**Data shown**

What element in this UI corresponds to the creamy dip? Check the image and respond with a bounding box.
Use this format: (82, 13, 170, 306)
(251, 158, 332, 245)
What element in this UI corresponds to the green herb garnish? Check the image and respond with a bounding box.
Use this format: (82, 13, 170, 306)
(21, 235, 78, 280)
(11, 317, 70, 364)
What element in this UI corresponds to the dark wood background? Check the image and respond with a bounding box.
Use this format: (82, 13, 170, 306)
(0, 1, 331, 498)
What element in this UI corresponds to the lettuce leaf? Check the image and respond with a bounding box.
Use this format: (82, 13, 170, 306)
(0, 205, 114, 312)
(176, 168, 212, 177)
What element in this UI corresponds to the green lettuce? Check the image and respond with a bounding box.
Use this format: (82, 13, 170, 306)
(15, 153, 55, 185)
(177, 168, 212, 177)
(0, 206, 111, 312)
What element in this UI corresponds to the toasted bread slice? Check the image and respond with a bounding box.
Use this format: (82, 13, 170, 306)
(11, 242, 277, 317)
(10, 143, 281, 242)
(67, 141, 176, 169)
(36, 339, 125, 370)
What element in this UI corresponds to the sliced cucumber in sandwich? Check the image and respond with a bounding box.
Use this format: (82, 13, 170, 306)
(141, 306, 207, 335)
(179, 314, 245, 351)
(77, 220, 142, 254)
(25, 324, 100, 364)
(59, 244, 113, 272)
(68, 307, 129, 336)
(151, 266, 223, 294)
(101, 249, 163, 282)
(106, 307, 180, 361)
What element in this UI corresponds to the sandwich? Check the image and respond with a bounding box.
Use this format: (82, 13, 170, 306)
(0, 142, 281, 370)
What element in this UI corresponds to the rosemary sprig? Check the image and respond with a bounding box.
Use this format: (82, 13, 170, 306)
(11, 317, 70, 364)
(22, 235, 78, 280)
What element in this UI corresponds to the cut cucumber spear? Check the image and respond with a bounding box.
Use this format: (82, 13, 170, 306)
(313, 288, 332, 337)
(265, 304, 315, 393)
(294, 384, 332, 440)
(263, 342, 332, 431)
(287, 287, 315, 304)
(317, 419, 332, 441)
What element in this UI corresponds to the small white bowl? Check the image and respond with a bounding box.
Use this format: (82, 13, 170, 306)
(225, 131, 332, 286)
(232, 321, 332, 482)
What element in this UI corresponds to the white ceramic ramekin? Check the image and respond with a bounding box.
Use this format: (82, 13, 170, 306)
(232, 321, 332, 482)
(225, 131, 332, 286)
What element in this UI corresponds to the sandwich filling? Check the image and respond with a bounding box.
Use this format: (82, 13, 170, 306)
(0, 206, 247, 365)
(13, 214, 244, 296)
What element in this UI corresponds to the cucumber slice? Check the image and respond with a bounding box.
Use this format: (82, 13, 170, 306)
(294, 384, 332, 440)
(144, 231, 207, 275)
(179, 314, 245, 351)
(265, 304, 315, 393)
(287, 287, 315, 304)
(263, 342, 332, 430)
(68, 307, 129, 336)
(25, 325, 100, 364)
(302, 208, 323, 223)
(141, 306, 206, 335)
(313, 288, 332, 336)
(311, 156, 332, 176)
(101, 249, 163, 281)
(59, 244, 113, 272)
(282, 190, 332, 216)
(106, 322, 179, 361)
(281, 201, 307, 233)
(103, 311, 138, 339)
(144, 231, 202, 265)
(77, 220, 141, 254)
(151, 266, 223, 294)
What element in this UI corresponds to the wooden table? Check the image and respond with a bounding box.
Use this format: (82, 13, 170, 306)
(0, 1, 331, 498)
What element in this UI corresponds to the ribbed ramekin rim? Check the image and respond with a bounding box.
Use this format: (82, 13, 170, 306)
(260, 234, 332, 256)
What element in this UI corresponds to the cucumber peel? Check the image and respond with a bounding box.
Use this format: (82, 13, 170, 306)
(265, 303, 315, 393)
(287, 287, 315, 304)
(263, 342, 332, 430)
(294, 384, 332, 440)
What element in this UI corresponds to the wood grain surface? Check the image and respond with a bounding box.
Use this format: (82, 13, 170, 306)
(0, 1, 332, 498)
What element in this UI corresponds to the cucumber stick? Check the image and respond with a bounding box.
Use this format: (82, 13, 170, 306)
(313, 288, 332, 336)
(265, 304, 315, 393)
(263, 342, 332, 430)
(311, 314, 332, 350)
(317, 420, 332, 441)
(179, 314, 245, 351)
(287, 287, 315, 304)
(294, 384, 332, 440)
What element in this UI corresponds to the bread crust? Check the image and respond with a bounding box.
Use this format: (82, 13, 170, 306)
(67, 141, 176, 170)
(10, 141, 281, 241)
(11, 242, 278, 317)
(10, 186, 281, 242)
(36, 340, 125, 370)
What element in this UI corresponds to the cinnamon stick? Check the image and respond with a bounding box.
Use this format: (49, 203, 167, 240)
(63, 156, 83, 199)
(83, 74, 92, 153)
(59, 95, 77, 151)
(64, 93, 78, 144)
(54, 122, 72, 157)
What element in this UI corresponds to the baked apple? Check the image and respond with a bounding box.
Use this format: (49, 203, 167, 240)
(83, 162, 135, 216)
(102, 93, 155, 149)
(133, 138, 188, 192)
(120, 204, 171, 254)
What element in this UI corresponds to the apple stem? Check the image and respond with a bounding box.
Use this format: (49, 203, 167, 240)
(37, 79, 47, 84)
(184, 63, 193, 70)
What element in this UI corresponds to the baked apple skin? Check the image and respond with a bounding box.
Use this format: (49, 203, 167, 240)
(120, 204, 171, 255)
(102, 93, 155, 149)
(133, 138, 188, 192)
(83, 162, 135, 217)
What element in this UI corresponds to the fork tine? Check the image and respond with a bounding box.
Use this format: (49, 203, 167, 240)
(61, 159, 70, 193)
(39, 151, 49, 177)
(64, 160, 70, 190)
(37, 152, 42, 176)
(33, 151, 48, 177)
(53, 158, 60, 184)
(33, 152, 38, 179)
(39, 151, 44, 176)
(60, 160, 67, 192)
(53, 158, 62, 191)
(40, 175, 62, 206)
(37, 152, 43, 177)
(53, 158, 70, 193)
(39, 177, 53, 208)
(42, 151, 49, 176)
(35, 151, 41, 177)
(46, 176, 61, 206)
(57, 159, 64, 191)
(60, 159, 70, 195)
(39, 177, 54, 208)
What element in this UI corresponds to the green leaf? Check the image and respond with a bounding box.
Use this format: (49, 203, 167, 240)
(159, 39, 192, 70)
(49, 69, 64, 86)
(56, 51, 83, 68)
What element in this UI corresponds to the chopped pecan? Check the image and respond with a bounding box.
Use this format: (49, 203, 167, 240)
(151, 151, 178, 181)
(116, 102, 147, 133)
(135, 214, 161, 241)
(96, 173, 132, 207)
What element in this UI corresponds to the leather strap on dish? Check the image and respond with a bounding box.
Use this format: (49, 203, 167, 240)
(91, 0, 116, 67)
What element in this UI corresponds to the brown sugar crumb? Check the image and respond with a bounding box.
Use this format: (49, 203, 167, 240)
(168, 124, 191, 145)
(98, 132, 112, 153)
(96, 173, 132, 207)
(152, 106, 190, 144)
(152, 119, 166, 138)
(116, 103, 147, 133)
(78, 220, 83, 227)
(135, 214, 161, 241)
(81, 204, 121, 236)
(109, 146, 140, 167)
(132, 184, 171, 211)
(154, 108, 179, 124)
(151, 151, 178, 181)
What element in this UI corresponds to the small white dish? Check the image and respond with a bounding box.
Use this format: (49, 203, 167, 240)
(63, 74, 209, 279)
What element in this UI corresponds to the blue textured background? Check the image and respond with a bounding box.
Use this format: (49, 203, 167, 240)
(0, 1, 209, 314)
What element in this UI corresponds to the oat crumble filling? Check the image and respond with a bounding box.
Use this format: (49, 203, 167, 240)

**Brief**
Every line of the records above that contains the word "lettuce" should be counted, and only the total given.

**Solution for this problem**
2